> _Your instructions_:
All of the entries must be output exactly as they are.

Records from a data collection
[Start of section]

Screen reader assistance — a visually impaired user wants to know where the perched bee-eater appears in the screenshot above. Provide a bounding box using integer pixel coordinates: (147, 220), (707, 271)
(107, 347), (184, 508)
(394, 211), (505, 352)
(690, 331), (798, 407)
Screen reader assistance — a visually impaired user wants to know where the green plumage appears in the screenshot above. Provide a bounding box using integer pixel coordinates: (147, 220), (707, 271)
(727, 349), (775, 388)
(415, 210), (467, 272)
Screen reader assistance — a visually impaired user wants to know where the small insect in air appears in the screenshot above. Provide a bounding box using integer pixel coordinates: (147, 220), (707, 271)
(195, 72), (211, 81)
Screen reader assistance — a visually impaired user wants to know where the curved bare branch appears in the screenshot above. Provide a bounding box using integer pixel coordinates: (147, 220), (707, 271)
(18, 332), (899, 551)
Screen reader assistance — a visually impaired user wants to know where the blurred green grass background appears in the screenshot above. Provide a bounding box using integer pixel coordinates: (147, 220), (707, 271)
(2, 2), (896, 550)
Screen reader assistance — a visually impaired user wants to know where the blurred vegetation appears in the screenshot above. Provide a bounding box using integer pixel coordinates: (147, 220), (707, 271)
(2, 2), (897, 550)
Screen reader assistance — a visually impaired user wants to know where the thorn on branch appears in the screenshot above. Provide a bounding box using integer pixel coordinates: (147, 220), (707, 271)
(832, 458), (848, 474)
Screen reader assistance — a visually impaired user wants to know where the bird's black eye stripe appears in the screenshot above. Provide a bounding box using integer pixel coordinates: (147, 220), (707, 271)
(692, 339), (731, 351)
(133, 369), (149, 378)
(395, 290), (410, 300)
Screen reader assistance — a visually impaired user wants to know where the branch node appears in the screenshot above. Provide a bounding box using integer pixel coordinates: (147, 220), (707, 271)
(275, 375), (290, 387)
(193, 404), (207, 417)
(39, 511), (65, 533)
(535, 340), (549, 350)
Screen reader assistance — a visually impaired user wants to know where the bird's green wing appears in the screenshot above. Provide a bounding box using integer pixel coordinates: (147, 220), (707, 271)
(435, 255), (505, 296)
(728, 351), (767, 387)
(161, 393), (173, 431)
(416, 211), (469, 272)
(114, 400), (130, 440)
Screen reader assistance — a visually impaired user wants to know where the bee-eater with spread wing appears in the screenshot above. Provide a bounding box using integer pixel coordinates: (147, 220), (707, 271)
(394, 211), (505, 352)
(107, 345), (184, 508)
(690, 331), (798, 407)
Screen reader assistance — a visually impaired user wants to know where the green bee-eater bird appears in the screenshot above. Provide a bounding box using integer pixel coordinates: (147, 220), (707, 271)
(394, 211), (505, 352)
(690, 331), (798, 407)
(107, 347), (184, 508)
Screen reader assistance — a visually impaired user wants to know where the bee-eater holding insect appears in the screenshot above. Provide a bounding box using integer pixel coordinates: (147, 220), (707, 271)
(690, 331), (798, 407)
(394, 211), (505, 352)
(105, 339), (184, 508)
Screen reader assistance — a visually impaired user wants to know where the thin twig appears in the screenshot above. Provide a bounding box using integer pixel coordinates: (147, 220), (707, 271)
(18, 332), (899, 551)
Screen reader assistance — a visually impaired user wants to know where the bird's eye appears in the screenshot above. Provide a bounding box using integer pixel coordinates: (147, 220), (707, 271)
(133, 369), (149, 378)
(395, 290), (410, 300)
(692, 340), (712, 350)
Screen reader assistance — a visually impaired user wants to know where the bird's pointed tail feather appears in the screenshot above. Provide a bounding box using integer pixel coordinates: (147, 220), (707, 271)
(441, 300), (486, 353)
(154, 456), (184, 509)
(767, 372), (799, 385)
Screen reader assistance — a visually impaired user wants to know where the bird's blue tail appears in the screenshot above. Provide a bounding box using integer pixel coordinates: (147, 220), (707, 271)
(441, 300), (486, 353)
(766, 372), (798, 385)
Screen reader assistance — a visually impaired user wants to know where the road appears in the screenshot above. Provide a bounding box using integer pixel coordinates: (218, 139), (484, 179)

[End of section]

> _Result_:
Screen reader assistance — a visually impaired user wants to know where the perched bee-eater appears in the screenshot above. Provide a bounding box using integer pixel coordinates: (147, 220), (707, 271)
(107, 347), (184, 508)
(394, 211), (505, 352)
(690, 331), (798, 407)
Screen reader assistance — a visually impaired user wants to know where the green plumage appears in the screenshot above. Provide a bounding box using integer pixel coordinates: (147, 220), (707, 271)
(727, 349), (775, 388)
(415, 210), (467, 272)
Screen reader assistance — a visually impaired user wants to know where the small insect in air appears in the screenshot above. Provide a bounding box using integer pixel coordinates: (147, 220), (707, 271)
(195, 72), (211, 81)
Screen reader assistance — a visually impaired user wants to know where the curved bare branch appears in the screenshot above. Provide a bounding box using integer pixel coordinates: (147, 220), (707, 271)
(18, 332), (899, 551)
Screen reader assistance — a visually impaired user wants to know where the blurred green grass background appears in the screenshot above. Provide a bounding box using integer pixel coordinates: (147, 220), (707, 271)
(2, 2), (896, 550)
Screen reader assistance — a visually impaired user wants to know where the blurred vegetation appears in the screenshot above. Provide a bounding box using integer pixel coordinates: (147, 220), (707, 271)
(2, 2), (897, 550)
Screen reader assistance — a visually impaired user wants to know where the thorn on branch appears in the screenshot above. Provide a bounding box using integer pixel coordinates: (147, 220), (707, 271)
(832, 458), (848, 474)
Screen reader assistance — a visually impaired user wants to know where the bird's black eye stripe appears in the screenshot above. Provide a bounding box using integer pixel coordinates: (147, 220), (707, 271)
(692, 339), (731, 351)
(133, 369), (149, 378)
(395, 290), (410, 300)
Screen reader assistance — a visually impaired user wants to know where the branch node appears in the screenshot above. Provide a bounding box using integer pixel coordinates: (147, 220), (707, 271)
(275, 375), (290, 387)
(193, 404), (207, 417)
(39, 511), (65, 533)
(535, 340), (549, 350)
Screen reader assistance — a visually impaired user wants to know where the bird's green wing appears in the screenshot above. Provide a bounding box using integer pixel coordinates: (147, 220), (707, 271)
(435, 255), (505, 296)
(728, 351), (767, 387)
(161, 393), (173, 431)
(416, 211), (469, 272)
(114, 400), (130, 440)
Screen reader assistance — a visually impaired user wants to know where the bee-eater with spread wing appears in the screenshot above. Provide a bounding box using integer pixel coordinates: (147, 220), (707, 271)
(394, 211), (505, 352)
(107, 345), (184, 508)
(690, 331), (798, 407)
Screen reader assistance — a visually impaired user wants to know where the green bee-eater bird appears in the screenshot above. Provide a bounding box using integer pixel coordinates: (147, 220), (707, 271)
(394, 211), (505, 352)
(690, 331), (798, 407)
(107, 347), (184, 508)
Screen reader assistance — a visually impaired user wants to know where the bee-eater holding insect appears in the screenshot above. Provide a bounding box using integer pixel coordinates: (147, 220), (707, 271)
(690, 331), (798, 407)
(394, 211), (505, 352)
(105, 339), (184, 508)
Screen reader assistance — a visually impaired user wants to know where the thin twig appears in the screenshot above. Provide a bounding box using integer pixel coordinates: (147, 220), (707, 271)
(18, 332), (899, 551)
Screen reader assistance — a visually impaired user wants to know where the bird's eye appears in the screenshot above. Provide a bounding box using integer pixel coordinates: (147, 220), (707, 271)
(133, 369), (149, 378)
(395, 290), (410, 300)
(692, 340), (712, 350)
Screen reader assistance — a visually impaired user wants to know where the bird's pointed tail feather appears in the screenshot above. Provide a bounding box using integer pixel coordinates: (147, 220), (707, 271)
(441, 300), (486, 353)
(154, 456), (184, 509)
(767, 372), (799, 385)
Screen reader assistance — a visually impaired user wants to know where the bird's blue tail appears in the screenshot above. Provide a bounding box using integer pixel coordinates: (147, 220), (707, 271)
(441, 300), (486, 353)
(766, 372), (798, 385)
Screen reader assistance — a visually impaired user wants to know where the road appears in the screenshot above. Provide a bounding box using integer pixel coordinates: (218, 139), (484, 179)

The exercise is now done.